### Exercises to complete
A: Answer these questions about the article on Egypt's royal carriages:
(i) In what year did Egypt's monarchy begin, and with whom?
(ii) In which Cairo neighbourhood does the Royal Carriages Museum lie?
(iii) What did Cairo Governorate begin building next to the museum in 2012?
B: Extend the article on Cairo's Royal Carriages Museum, beginning after its final sentence.

Horse-drawn carriages never fail to evoke images of a romantic past when fine people rode them to destinations of work or leisure, driven by masterful horsemen through cobbled streets. A few of these carriages still run around Egypt’s streets, but they are a mere tourist attraction, more often than not rather cranky vehicles drawn by ill-kept horses. Yet they are vestiges of the glorious past of fine, shiny carriages and splendid horses.
Egypt, as elsewhere in the world, had its fair share of lavish carriages. Distinct among them were those which belonged to the royal family—Egypt’s monarchy began with Muhammad Ali Pasha in 1805, widely recognised as the founder of modern Egypt, and ended in 1953 with the establishment of a republic. The Royal Carriages Museum in Cairo houses many of the fine carriages that were used by the royal family on occasions that ranged from weddings to official errands or processions and funerals.
Despite its historical interest, the Royal Carriages Museum is currently not open to the public. It lies in Beaulac, one of Cairo’s overcrowded, impoverished neighbourhoods. Yet Beaulac was not always like that. As its name implies, it was once a luxuriant, wealthy district bordering the Nile on the northern outskirts of Cairo. Sadly, it is today neglected and its randomly built, crowded housing is home to a mostly vulgar populace, making it one of the unpleasant parts of the city.
The museum, however, is of real importance to the nation, so its curators were shocked when, instead of cleaning up the vicinity, more random activity was allowed to invade it. This was especially glaring when Egypt suffered a breakdown in security in the wake of the 2011 Arab Spring uprising. That activity was not only by the neighbourhood residents who increasingly occupied the sidewalks and area around the museum to peddle their ware, park animals, and block traffic; but by official entities such as Cairo Governorate. In one instance in 2012 the governorate, in an attempt to bring some order to the area, began a project to construct wooden kiosks in an area adjacent to the museum, for the street vendors to rent and legalise their activity. The project was quickly stopped, however, once the Ministry of State for Antiquities reported the matter to the general prosecutor. The area where the kiosks would have been built belonged to the museum and was used as a park for tour buses. It stood directly behind a gallery that houses some of the rarest carriages in the world.

### Material provided
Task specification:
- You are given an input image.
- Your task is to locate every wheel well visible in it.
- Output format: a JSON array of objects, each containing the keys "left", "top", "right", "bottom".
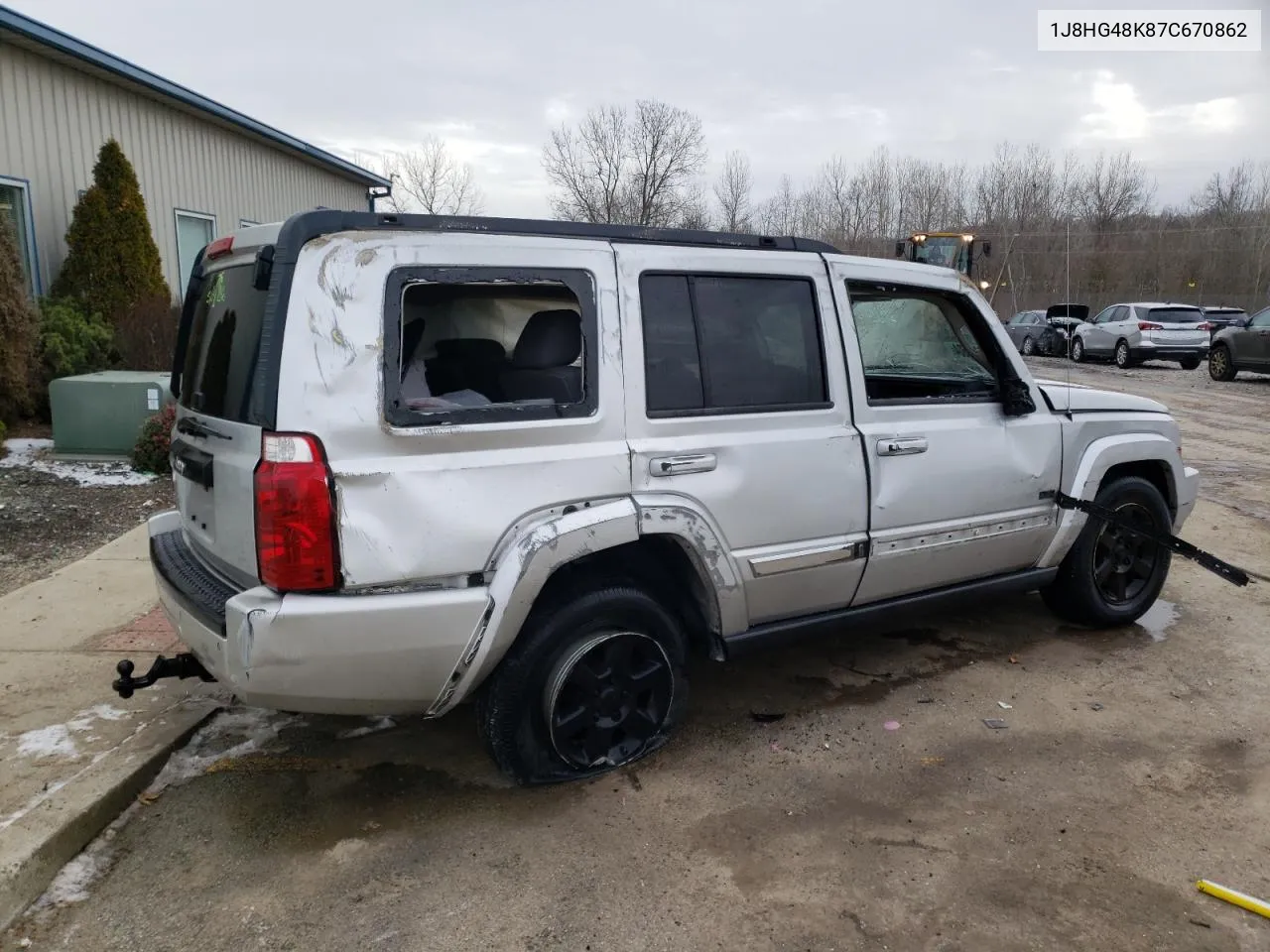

### Results by task
A:
(i) It began in 1805 with Muhammad Ali Pasha.
(ii) It lies in Beaulac.
(iii) It began building wooden kiosks for street vendors to rent.

B:
Tourism officials are actively demanding that the Royal Carriages Museum be placed on the tourist map of Egypt, meaning that it gets included in tourist itineraries. This way it would get more visitors and begin to thrive. The most visited places in Cairo are the Egyptian Museum in Tahrir Square, the Islamic Museum, the Coptic Museum, the Pyramids and the Citadel.
“Beaulac Abul-Ela used to be an area for the élite, the centre of entertainment for princes,” says Nasser Mekkawi, professor of antiquities at Cairo University. The golden age of Beaulac was in the days of Mohamed Ali Pasha, who built a road to connect it with Cairo. The new road led to Beaulac’s port area and was an important element in enabling transport by land as well as river. The first Egyptian museum for antiquities was founded there in 1863, opening with an official ceremony attended by the highest ranks of government and society and marking an appreciation of the efforts of the founder of modern archaeological excavations and the preserver of Egypt’s monuments, the Frenchman Auguste Mariette. It saw greater development when Khedive Abbas II opened Beaulac Bridge in 1912. The first major printing house in the Middle East was founded there, and later it became a huge industrial zone with factories, foundries, workshops and printing houses.
One of three in the world
The Royal Carriages Museum is one of three worldwide, the others being in the United Kingdom and Austria. The Egyptian government had in 2003 allocated some EGP70 million to restore the museum, but the extensive restoration work was discontinued after the Arab Spring. Some 80 per cent of the restoration work had been accomplished.
The museum façade rises 15 metres and is decorated with imposing architectural elements in the form of horses heads. The building was erected by Khedive Ismail in the mid-19th century to house the royal carriages and stables, had a large courtyard in front to prepare the carriages and horses for riding. It also housed a veterinary clinic and ambulance, as well as workers’ living and sleeping quarters.
The museum contains several galleries, among them the Hadiya (Gift), the Tashrifa (Procession), the Hussaan (Horse), and the Markaba al-Rasmiya (Official Carriage). Many of the royal carriages on show are of special historical interest, especially those that were received as gifts from abroad. The carriages were acquired from the reign of Khedive Ismail through to King Farouk, Egypt’s last effective monarch. Among the most important of the carriages that were presented to the rulers of Egypt as gifts is the carriage given by Napoleon III and Empress Eugenie to Khedive Ismail for the opening of the Suez Canal in 1869. Khedive Ismail used this royal carriage in his wedding ceremony.
Another notable example is the Cuban carriage that was used by royal family members at the opening session of parliament.
All in all, the museum displays 78 royal carriages, 6,000 pieces of the livery and costumes of the carriages drivers, whips, horse saddles and trappings, and carriage lamps, and also includes accounts of the care of the carriages and horses in the royal stables.